[Data]

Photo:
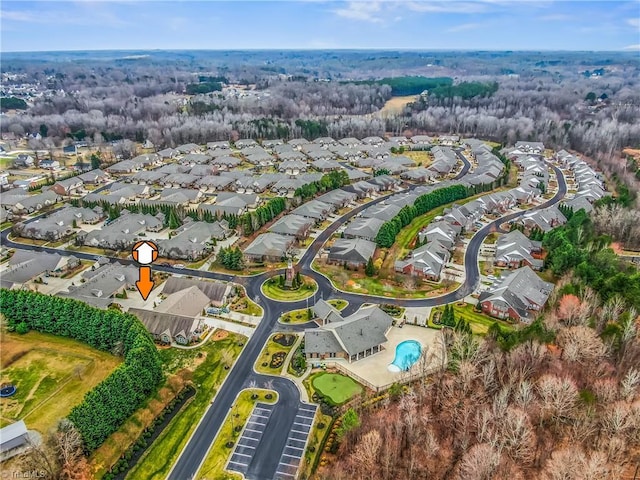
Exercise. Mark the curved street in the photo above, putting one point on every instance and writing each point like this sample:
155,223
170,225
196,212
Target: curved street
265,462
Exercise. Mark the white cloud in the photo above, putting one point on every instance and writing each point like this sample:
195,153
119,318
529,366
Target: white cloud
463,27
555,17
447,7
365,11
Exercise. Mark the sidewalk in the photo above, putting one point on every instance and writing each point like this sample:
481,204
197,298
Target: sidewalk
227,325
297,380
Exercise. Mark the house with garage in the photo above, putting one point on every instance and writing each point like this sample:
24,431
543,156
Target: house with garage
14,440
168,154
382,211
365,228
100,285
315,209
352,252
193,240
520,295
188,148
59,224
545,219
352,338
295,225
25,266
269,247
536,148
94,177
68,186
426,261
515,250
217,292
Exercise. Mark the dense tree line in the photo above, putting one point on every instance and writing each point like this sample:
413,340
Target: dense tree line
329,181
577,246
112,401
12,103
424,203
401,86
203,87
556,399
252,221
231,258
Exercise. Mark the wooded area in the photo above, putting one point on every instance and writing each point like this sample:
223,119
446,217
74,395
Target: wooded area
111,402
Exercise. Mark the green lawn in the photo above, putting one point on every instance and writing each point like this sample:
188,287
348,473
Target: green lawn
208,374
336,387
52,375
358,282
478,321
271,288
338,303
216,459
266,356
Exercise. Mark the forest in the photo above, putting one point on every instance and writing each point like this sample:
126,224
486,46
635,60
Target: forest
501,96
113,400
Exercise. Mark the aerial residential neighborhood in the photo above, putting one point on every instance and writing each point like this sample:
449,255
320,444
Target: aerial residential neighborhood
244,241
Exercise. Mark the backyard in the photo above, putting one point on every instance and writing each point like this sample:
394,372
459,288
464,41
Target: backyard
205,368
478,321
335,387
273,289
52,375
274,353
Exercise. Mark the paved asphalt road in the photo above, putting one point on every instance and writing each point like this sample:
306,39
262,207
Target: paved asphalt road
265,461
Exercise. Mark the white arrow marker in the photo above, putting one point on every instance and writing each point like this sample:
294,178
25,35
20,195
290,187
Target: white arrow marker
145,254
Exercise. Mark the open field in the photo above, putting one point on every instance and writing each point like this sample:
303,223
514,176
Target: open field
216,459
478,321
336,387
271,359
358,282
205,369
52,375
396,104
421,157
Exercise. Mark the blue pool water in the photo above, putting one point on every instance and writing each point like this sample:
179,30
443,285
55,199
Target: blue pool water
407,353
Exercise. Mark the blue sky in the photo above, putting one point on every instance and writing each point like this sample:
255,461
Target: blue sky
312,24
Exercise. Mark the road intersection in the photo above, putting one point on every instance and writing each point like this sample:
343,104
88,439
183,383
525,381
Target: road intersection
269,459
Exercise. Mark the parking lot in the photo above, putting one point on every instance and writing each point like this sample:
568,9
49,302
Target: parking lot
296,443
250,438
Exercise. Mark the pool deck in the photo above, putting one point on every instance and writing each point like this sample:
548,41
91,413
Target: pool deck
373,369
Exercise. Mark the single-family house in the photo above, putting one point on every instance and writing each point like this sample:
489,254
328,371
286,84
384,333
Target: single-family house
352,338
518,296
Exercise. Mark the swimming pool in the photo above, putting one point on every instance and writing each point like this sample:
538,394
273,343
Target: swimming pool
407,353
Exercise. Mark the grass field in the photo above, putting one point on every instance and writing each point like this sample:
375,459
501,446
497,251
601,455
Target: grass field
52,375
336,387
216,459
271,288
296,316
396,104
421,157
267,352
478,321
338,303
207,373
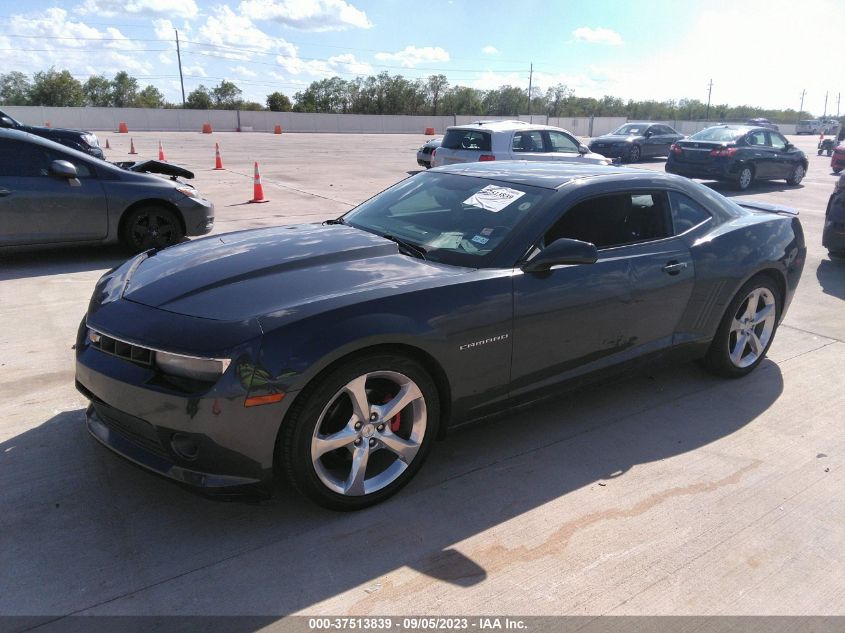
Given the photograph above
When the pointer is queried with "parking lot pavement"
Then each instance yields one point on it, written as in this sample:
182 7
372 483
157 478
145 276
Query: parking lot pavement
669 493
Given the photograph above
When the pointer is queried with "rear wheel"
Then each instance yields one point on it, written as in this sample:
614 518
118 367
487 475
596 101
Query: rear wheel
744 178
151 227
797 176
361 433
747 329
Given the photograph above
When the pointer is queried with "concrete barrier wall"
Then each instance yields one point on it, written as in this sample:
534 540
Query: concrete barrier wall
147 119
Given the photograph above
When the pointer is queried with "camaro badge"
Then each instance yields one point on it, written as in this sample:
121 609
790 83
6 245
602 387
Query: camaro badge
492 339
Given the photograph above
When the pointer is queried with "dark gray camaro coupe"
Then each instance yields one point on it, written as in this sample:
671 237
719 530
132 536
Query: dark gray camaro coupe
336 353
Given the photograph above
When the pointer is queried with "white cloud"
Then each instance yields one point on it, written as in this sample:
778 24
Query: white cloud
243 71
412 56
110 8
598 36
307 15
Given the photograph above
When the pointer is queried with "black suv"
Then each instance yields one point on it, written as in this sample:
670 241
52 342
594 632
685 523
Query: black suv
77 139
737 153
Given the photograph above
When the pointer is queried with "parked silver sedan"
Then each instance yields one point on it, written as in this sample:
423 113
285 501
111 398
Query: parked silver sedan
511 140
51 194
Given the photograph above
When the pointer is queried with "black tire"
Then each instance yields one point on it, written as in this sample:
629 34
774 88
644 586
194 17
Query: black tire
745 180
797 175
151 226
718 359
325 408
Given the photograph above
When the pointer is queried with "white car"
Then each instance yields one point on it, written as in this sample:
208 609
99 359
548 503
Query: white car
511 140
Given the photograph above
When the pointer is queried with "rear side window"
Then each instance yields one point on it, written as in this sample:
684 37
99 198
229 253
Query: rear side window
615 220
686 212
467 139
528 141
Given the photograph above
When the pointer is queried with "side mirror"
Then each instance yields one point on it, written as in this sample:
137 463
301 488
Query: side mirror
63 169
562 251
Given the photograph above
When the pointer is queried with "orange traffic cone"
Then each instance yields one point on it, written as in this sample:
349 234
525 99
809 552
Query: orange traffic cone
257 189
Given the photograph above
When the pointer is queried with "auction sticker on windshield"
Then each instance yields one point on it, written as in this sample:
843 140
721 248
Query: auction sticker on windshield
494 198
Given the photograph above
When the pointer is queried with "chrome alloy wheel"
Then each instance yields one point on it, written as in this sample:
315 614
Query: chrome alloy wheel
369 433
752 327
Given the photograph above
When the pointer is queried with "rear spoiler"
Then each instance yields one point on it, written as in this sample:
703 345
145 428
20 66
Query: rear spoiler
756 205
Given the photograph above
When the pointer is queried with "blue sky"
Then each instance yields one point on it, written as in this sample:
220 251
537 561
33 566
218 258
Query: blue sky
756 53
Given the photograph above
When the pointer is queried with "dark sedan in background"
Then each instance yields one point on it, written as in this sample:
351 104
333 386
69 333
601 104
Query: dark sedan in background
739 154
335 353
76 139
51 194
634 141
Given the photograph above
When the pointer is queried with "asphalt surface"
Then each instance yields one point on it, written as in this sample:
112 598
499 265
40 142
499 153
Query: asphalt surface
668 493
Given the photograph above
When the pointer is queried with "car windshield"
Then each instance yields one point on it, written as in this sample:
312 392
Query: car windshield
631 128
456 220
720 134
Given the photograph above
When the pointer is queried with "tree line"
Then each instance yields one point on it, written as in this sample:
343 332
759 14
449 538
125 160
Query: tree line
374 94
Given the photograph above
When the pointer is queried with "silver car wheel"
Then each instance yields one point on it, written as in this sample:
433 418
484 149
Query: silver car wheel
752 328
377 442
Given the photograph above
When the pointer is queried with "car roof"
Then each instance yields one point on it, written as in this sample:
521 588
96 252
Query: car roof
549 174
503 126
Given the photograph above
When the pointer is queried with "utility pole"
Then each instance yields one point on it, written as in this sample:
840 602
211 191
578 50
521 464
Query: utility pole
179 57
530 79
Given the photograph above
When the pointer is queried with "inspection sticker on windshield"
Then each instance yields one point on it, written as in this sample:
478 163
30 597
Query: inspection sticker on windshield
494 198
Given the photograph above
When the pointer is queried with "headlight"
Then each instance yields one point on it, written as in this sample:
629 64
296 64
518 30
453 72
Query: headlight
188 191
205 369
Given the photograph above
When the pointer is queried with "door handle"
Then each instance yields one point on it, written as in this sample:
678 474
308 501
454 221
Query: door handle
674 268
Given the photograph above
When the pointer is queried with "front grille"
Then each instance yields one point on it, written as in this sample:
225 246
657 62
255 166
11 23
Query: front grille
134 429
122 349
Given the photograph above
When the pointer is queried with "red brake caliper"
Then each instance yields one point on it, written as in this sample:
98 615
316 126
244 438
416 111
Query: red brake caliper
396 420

[Required task]
Which lines in the records above contain the word “curved”? Copy each of them in full.

[Written solution]
Exercise. Mark the curved street in the photo above, putting one point on every instance and writing each point like this sample:
Target: curved street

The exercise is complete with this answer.